■ **Task 1**:
Using the reagent cartridge passage, explain why an incremental movement of the piston can be correlated with a volume of reagent displaced from the vessel.
■ **Task 2**:
List every item that the reagent cartridge passage marks as "(not shown)".
■ **Task 3**:
Continue the reagent cartridge passage from where it stops, in the same style.

■ **Source passage**:

The piston member 30 includes a piston head 38 having a compression
surface 40. The piston head 38 is sized, relative to the inner wall
surface 32 of the vessel 14, to establish a leak-tight seal between
spaced peripheral edge portions 46 and 48 of the piston head and
the vessel surface 32, while permitting relative movement between
the piston head 38 and the vessel 14. If desired, a piston ring or
an O-ring (not shown) can be provided in an annular space 54 of the
piston head 38 between the peripheral edge portions 46 and 48 to
establish a leak-tight seal between the piston head 38 and the
inner surface 32 of the vessel 14.
The piston member 30 further includes a piston rod 56 having one
end joined to the piston head 38 and an opposite end joined to an
engagement disk 62 that is engagable with a moveable drive means
(not shown) for movement of the piston downwardly or upwardly
relative to the inner wall surface 32 of the vessel 14. The piston
drive means can include a step-motor (not shown) that is selected
to provide precise predetermined incremental movements of the
piston head 38 in the vessel 14.
A self-sealing septum 64 is joined in leak tight relationship to
the lower end 22 of the vessel member 14. The septum 64, which is
of a known self-sealing construction, is puncturable by a
hypodermic needle, such as the needle 70, and is self sealing when
the needle 70 is withdrawn from the septum 64
The reagent cartridge 10 further includes a flexible, collapsible
neck-like member 72, preferably in the form of a bellows. The
neck-like member 72 is in a normally expanded condition as shown in
FIGS. 3 and 6 and has one end 78 joined to the lower end 22 of the
vessel member 14 and/or the periphery of the septum 64 as shown in
FIG. 3. In this manner, the bellows end 78 forms a leak-tight seal
around the lower end 22 of the vessel member 14. An opposite end 80
(FIG. 3) of the bellows 72 is joined to a support flange 86 that
supports the hypodermic needle 70 such that a puncturing end 88 of
the needle 70 extends upwardly toward the septum 64 from the flange
86. Under this arrangement the puncturing end 88 of the needle 70
is confined within the neck-like number 72 when the needle 70 is in
a non-puncturing position as shown in FIG. 3.
In using the reagent cartridge 10, a selected amount of reagent 94
can be provided in the vessel 14 through the lower end 22 before
installation of the septum 64 at the lower end 22. The position of
the piston 20, which corresponds to the liquid level in the vessel
14, following filling of the vessel 14 with the reagent 94, can be
determined and recorded electronically in any suitable known manner
to provide reference data corresponding to the initial piston
position and the liquid level in the vessel 14.
Since the inside diameter of the vessel 14 is known and the
displacement stroke of the piston 30 is measurable in a known
manner, any incremental movement of the piston is correlatable with
a corresponding volumetric displacement of reagent from the vessel
14.

■ **Given records**:
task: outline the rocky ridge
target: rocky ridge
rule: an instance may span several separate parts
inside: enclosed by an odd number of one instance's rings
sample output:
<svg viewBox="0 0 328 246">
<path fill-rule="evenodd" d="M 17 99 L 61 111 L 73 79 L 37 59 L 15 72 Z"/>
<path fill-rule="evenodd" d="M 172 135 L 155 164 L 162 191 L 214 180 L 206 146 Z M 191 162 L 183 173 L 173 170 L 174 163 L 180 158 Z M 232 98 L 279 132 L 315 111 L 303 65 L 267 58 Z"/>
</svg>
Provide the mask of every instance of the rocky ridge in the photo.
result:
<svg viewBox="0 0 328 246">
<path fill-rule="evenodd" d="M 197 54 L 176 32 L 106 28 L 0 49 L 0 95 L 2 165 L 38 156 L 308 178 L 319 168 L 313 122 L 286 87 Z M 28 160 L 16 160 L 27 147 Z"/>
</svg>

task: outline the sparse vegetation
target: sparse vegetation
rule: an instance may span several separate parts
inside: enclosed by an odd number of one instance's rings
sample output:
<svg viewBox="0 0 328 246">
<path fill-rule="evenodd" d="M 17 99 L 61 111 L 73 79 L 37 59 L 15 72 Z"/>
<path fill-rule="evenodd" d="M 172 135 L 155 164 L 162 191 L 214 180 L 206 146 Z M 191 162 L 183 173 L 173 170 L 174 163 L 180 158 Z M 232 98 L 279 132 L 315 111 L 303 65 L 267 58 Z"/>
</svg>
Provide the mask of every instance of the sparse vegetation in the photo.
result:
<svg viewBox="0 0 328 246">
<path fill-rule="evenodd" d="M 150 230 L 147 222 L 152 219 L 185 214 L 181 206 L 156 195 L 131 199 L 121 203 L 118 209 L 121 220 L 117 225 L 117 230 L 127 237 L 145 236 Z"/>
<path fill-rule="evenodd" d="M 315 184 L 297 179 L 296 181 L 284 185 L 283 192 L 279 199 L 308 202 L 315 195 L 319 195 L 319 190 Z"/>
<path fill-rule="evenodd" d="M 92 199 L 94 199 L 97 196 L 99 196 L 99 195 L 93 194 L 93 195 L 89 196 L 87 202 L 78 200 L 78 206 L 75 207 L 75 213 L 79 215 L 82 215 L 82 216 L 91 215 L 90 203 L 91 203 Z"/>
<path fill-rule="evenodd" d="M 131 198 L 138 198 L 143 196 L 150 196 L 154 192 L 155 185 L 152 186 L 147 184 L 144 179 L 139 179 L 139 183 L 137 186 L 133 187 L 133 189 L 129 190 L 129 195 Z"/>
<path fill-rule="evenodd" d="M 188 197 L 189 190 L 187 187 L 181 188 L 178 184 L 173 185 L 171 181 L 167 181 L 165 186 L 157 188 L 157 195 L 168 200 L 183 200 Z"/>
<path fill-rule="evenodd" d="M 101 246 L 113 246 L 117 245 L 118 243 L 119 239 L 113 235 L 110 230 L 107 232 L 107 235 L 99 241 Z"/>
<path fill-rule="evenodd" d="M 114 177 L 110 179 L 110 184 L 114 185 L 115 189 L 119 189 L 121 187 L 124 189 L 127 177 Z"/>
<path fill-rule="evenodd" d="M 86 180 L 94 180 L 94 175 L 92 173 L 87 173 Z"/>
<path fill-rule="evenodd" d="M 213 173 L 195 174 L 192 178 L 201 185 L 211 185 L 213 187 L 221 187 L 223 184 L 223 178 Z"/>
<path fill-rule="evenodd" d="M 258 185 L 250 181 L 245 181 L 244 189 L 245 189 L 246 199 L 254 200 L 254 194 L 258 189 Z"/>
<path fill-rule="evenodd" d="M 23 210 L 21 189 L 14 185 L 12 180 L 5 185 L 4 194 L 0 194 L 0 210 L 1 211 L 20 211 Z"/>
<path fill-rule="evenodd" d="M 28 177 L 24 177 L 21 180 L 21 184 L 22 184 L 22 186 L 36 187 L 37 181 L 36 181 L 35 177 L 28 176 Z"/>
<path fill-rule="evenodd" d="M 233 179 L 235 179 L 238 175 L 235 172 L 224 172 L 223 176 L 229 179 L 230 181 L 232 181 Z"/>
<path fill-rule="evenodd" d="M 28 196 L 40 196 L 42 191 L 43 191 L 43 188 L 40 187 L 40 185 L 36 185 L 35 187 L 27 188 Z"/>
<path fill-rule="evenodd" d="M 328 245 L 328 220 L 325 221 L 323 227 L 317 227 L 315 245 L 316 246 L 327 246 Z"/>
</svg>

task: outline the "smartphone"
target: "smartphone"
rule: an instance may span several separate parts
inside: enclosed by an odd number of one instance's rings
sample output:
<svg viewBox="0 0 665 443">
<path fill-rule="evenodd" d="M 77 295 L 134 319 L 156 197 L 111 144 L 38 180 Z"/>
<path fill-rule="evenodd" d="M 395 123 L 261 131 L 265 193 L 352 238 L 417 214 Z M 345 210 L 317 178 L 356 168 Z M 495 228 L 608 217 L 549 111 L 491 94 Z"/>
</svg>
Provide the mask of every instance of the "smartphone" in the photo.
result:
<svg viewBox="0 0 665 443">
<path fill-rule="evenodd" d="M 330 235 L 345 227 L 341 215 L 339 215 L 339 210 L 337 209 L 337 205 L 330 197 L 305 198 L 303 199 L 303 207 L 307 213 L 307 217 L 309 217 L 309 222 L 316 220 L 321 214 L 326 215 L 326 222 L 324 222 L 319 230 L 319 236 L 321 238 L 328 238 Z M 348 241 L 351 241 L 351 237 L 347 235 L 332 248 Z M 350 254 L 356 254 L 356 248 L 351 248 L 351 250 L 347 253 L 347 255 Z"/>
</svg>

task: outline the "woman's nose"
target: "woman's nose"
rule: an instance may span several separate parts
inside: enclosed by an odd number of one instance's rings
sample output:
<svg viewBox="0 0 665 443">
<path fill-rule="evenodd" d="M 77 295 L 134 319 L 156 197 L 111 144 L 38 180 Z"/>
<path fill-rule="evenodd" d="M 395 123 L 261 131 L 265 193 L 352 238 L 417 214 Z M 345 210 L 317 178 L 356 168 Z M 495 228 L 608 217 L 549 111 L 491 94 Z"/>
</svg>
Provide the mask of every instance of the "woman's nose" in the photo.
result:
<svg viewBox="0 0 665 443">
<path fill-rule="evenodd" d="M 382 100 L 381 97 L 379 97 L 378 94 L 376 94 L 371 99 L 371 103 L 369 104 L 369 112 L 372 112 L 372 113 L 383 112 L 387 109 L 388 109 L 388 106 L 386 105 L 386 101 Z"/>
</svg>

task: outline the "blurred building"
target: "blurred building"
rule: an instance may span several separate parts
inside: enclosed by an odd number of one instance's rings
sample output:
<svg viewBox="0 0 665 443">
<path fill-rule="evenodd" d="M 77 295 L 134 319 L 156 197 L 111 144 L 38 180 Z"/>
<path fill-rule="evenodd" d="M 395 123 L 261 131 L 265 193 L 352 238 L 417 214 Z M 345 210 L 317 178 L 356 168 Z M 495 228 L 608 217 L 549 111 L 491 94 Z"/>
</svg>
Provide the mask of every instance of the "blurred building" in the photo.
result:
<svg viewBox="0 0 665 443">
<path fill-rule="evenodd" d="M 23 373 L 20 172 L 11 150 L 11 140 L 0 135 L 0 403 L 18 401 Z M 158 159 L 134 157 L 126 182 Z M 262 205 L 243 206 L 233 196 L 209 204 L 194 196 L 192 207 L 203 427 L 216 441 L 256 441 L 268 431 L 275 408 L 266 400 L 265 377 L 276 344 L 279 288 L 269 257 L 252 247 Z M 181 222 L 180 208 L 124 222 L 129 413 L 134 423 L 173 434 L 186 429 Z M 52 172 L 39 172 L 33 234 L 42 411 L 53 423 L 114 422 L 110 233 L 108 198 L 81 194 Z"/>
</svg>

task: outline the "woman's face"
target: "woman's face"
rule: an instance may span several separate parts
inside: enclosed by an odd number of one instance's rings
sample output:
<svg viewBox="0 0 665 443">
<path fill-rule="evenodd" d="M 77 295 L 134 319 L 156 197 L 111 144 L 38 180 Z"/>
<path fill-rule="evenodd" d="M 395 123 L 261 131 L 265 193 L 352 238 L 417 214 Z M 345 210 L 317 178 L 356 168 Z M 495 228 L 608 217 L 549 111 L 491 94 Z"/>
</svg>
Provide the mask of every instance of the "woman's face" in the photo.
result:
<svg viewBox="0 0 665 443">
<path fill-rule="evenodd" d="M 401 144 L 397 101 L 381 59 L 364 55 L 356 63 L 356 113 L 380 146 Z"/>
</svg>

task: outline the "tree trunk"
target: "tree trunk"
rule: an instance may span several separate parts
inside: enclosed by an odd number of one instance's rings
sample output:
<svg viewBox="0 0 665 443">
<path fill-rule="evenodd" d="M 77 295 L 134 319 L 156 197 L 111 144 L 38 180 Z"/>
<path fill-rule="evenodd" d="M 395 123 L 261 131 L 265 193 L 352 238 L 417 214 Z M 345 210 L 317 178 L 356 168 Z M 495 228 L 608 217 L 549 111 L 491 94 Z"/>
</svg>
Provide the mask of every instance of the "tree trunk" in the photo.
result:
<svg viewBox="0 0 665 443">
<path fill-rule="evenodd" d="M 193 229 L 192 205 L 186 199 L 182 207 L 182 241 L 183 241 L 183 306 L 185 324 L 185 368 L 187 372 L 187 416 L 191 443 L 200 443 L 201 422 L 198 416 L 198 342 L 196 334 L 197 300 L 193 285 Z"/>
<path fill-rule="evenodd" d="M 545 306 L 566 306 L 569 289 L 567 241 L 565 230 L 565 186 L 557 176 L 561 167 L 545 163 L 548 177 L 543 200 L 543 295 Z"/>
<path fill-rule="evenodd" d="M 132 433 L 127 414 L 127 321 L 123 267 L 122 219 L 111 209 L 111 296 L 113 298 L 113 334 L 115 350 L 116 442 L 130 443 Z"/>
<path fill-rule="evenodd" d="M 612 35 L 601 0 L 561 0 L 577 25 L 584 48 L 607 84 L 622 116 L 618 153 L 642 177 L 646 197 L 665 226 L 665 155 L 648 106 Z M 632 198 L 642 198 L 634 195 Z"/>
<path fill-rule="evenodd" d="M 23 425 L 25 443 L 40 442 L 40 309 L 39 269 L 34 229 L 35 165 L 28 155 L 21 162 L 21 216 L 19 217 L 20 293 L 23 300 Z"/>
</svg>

■ **Expected output 1**:
The inside diameter of the vessel 14 is known, and the displacement stroke of the piston 30 can be measured in a known manner. Any incremental movement of the piston therefore corresponds to a definite volumetric displacement of reagent from the vessel 14.

■ **Expected output 2**:
- A piston ring or an O-ring, which can be placed in the annular space 54 of the piston head 38
- The moveable drive means that engages the engagement disk 62
- The step-motor that the piston drive means can include

■ **Expected output 3**:
Preferably the reagent cartridge 10 is located at a reagent
transfer station (not shown) and a cuvette such as the cuvette 96
is transported to the reagent transfer station on a conveyer belt
(not shown), for example. The cuvette 96 can thus be brought into
alignment with the reagent cartridge 10, as shown in FIG. 1, and
held in a fixed position during reagent transfer. Prior to the
reagent transfer the aligned cuvette 96 is spaced below the reagent
cartridge 10.
The reagent cartridge 96 with the piston 30 can be moved downwardly
(FIG. 3) toward the aligned cuvette 96 to enable the needle support
flange 86 to initially engage an upper end 98 of the cuvette 96 as
shown in FIGS. 2 and 3. During such initial engagement the
neck-like member 72 is in its normally expanded condition. The
outlet end 90 of the hypodermic needle 70 is thus confined in an
inside space 102 of the cuvette 96, and the puncturing end 88 of
the hypodermic needle 70 is directed toward the septum 64.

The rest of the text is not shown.